Records from a data source
-- Opening Marker --
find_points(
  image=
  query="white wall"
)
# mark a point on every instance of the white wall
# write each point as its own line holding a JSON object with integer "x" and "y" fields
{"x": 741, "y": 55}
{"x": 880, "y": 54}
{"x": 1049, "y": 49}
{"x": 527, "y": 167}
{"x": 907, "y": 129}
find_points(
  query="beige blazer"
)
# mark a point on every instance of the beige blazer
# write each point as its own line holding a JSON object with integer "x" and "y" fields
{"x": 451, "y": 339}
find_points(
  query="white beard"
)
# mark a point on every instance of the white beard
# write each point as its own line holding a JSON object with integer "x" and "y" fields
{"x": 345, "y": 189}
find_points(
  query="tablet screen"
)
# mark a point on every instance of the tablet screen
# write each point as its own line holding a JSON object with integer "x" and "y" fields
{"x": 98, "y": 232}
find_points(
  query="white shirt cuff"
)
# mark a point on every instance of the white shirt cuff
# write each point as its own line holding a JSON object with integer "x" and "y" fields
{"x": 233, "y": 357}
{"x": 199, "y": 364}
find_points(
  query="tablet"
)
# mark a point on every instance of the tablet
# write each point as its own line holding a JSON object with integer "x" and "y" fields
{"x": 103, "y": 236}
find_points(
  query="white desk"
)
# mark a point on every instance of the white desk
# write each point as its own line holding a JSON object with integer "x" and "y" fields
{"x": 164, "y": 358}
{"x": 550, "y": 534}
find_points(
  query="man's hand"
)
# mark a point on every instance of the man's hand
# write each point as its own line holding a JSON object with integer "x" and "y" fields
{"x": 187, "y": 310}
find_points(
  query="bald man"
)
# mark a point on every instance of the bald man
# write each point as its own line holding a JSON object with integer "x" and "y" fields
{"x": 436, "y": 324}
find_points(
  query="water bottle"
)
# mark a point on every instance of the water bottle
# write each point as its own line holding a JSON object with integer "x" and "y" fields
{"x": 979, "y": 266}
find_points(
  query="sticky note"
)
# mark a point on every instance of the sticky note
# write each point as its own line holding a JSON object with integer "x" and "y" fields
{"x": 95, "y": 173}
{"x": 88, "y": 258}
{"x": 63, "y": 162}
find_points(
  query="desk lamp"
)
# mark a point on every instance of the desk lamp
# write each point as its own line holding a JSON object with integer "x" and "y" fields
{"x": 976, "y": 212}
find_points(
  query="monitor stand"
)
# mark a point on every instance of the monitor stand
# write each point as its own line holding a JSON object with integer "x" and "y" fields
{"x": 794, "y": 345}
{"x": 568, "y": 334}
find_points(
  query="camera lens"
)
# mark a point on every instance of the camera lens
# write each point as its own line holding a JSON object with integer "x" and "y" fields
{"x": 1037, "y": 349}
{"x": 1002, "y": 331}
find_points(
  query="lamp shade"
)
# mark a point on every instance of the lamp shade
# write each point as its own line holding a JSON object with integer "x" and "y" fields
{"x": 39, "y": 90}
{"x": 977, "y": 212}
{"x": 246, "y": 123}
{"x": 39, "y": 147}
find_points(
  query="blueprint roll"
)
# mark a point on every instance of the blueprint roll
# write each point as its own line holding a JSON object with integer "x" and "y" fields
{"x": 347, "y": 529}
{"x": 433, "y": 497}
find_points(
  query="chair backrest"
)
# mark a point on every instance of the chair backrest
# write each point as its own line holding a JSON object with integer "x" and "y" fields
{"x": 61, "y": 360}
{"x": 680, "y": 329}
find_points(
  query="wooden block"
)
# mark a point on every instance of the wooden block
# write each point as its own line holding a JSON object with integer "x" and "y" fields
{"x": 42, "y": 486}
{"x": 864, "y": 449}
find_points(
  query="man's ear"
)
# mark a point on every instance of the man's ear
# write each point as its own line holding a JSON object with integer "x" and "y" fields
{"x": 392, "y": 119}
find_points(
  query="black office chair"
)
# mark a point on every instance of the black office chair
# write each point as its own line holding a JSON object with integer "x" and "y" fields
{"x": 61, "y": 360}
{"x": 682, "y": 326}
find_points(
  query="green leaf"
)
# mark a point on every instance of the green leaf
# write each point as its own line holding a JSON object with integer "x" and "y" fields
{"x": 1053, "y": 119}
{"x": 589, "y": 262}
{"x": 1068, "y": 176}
-- Closing Marker --
Go through the entries and return each line where the word "shade" appears.

- [Result of the exercise]:
  query="lamp shade"
# mark a point on every instance of the lamp shade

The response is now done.